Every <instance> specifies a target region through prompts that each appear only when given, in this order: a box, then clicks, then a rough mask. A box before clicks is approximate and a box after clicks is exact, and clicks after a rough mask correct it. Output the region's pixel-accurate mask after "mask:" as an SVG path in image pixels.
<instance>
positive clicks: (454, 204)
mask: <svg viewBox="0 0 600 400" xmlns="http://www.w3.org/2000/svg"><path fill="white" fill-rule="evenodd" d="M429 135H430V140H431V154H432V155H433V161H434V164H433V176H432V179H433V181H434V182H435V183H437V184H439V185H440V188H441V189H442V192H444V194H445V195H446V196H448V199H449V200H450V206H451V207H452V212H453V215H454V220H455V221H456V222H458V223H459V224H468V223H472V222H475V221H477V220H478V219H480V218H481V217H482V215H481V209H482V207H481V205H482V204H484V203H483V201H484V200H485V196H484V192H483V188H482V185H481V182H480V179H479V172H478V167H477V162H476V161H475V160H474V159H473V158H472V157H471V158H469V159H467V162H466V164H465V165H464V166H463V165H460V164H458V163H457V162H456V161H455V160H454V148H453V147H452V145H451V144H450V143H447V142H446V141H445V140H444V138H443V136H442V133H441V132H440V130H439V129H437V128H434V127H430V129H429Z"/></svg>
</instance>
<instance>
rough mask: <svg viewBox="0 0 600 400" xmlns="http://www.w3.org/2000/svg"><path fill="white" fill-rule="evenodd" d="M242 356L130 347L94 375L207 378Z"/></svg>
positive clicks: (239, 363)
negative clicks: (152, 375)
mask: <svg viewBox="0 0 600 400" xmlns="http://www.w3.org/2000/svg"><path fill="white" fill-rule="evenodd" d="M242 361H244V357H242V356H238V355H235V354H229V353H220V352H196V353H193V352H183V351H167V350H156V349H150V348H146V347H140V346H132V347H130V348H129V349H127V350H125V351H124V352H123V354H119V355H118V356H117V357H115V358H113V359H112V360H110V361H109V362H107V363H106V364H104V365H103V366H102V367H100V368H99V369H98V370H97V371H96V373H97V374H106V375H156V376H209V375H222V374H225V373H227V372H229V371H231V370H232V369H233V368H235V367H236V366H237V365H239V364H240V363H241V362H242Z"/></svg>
☆ ☆ ☆ ☆
* _TASK BRIEF_
Update the data above so that "positive clicks" becomes "foreground clicks" wherever it occurs, and leave every other line as it is.

* _ANSWER AREA_
Every <instance> specifies a target region through prompts that each appear only when given, in this order: a box, then clicks, then a rough mask. A box before clicks is approximate and a box after clicks is exact, and clicks after a rough mask correct it. Output the region's pixel-accurate mask after "mask:" as an SVG path in image pixels.
<instance>
foreground clicks: (454, 204)
mask: <svg viewBox="0 0 600 400" xmlns="http://www.w3.org/2000/svg"><path fill="white" fill-rule="evenodd" d="M429 135H430V140H431V154H432V155H433V161H434V164H433V176H432V179H433V181H434V182H435V183H437V184H439V185H440V188H441V189H442V192H444V194H445V195H446V196H448V199H449V200H450V206H451V207H452V212H453V215H454V220H455V221H456V222H458V223H459V224H468V223H472V222H475V221H477V220H478V219H480V218H481V217H482V215H481V209H482V207H481V205H482V204H484V203H483V201H484V200H485V196H484V192H483V188H482V185H481V182H480V179H479V172H478V167H477V162H476V161H475V160H474V159H473V158H472V157H471V158H469V159H467V162H466V164H465V165H464V166H463V165H460V164H458V163H457V162H456V161H455V160H454V148H453V147H452V145H451V144H450V143H447V142H446V141H445V140H444V138H443V136H442V133H441V132H440V130H439V129H437V128H434V127H430V129H429Z"/></svg>
</instance>
<instance>
rough mask: <svg viewBox="0 0 600 400" xmlns="http://www.w3.org/2000/svg"><path fill="white" fill-rule="evenodd" d="M242 356L130 347L94 375L207 378Z"/></svg>
foreground clicks: (239, 363)
negative clicks: (152, 375)
mask: <svg viewBox="0 0 600 400" xmlns="http://www.w3.org/2000/svg"><path fill="white" fill-rule="evenodd" d="M242 361H244V357H242V356H238V355H235V354H229V353H220V352H196V353H193V352H183V351H167V350H156V349H150V348H146V347H140V346H132V347H130V348H129V349H127V350H125V351H124V352H123V354H119V355H118V356H117V357H115V358H113V359H112V360H110V361H109V362H107V363H106V364H104V365H103V366H102V367H100V368H99V369H98V370H97V371H96V373H97V374H106V375H156V376H209V375H222V374H225V373H227V372H229V371H231V370H232V369H233V368H235V367H236V366H237V365H239V364H240V363H241V362H242Z"/></svg>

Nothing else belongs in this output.